Data records:

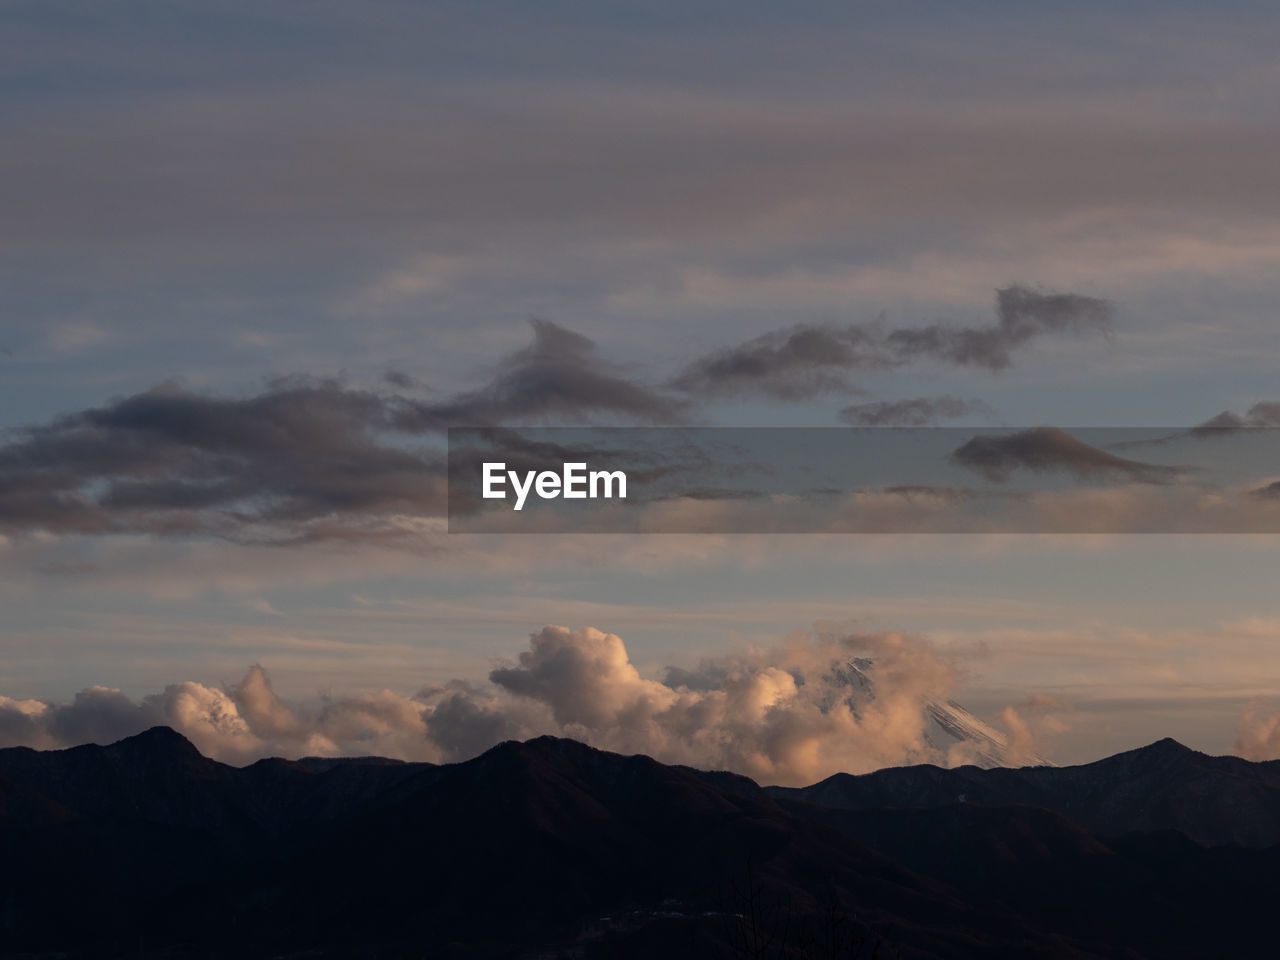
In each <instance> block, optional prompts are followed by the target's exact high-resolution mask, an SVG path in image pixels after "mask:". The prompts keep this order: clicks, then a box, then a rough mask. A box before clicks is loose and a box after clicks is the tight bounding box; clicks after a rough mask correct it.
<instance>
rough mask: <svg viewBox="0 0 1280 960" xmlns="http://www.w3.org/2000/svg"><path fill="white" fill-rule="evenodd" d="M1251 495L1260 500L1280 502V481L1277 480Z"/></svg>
mask: <svg viewBox="0 0 1280 960" xmlns="http://www.w3.org/2000/svg"><path fill="white" fill-rule="evenodd" d="M1249 493H1251V495H1253V497H1254V498H1256V499H1260V500H1280V480H1275V481H1272V483H1270V484H1266V485H1265V486H1260V488H1257V489H1256V490H1251V492H1249Z"/></svg>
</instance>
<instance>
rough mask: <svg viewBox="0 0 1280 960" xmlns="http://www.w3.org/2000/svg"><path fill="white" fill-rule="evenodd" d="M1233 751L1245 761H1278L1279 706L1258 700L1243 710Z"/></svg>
mask: <svg viewBox="0 0 1280 960" xmlns="http://www.w3.org/2000/svg"><path fill="white" fill-rule="evenodd" d="M1234 751H1235V753H1236V754H1239V755H1240V756H1243V758H1244V759H1247V760H1276V759H1280V704H1277V703H1275V701H1274V700H1262V699H1258V700H1253V701H1251V703H1249V704H1248V705H1247V707H1245V708H1244V713H1243V714H1242V716H1240V726H1239V732H1238V733H1236V737H1235V748H1234Z"/></svg>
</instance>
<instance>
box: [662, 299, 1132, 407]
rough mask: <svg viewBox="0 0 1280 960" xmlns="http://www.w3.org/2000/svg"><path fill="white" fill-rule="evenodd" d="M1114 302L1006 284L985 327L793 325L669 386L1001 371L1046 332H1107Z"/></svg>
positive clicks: (709, 363) (713, 354) (778, 393)
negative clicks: (1018, 354)
mask: <svg viewBox="0 0 1280 960" xmlns="http://www.w3.org/2000/svg"><path fill="white" fill-rule="evenodd" d="M1112 316H1114V307H1112V305H1111V303H1110V302H1108V301H1105V300H1100V298H1096V297H1085V296H1080V294H1078V293H1042V292H1039V291H1034V289H1030V288H1028V287H1023V285H1018V284H1014V285H1011V287H1005V288H1002V289H1000V291H997V292H996V320H995V323H992V324H989V325H986V326H963V325H955V324H942V323H934V324H927V325H920V326H900V328H895V329H891V330H886V329H883V328H882V325H878V324H877V325H856V324H850V325H845V326H837V325H832V324H827V325H818V324H801V325H796V326H790V328H785V329H781V330H773V332H771V333H767V334H764V335H762V337H756V338H755V339H751V340H748V342H746V343H741V344H739V346H736V347H728V348H724V349H719V351H716V352H713V353H709V355H707V356H704V357H699V358H698V360H694V361H692V362H691V364H690V365H689V366H686V367H685V370H684V371H682V372H681V374H680V375H678V376H676V378H675V380H672V385H673V387H676V388H678V389H681V390H686V392H689V393H692V394H701V396H730V397H732V396H751V394H755V396H764V397H772V398H774V399H783V401H797V399H805V398H809V397H817V396H820V394H828V393H858V392H859V389H858V387H856V384H855V383H854V381H852V380H851V375H852V374H854V372H858V371H867V370H883V369H892V367H900V366H905V365H909V364H914V362H916V361H920V360H933V361H940V362H943V364H951V365H954V366H973V367H982V369H986V370H1002V369H1005V367H1007V366H1010V365H1011V364H1012V355H1014V352H1015V351H1018V349H1020V348H1023V347H1025V346H1028V344H1030V343H1032V340H1034V339H1037V338H1039V337H1043V335H1046V334H1091V333H1096V334H1108V333H1110V332H1111V323H1112Z"/></svg>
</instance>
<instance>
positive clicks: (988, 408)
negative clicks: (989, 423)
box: [840, 397, 993, 426]
mask: <svg viewBox="0 0 1280 960" xmlns="http://www.w3.org/2000/svg"><path fill="white" fill-rule="evenodd" d="M969 413H982V415H984V416H989V415H992V413H993V411H992V410H991V407H988V406H987V404H986V403H983V402H982V401H975V399H961V398H960V397H915V398H913V399H905V401H879V402H876V403H854V404H851V406H847V407H845V408H844V410H841V411H840V419H841V420H844V421H845V422H846V424H849V425H851V426H928V425H929V424H937V422H938V421H940V420H955V419H956V417H963V416H966V415H969Z"/></svg>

TASK GOAL
Which of the lines above carry the string "positive"? Copy every one.

RESULT FOR THIS TASK
positive clicks: (709, 363) (713, 354) (778, 393)
positive clicks: (988, 408)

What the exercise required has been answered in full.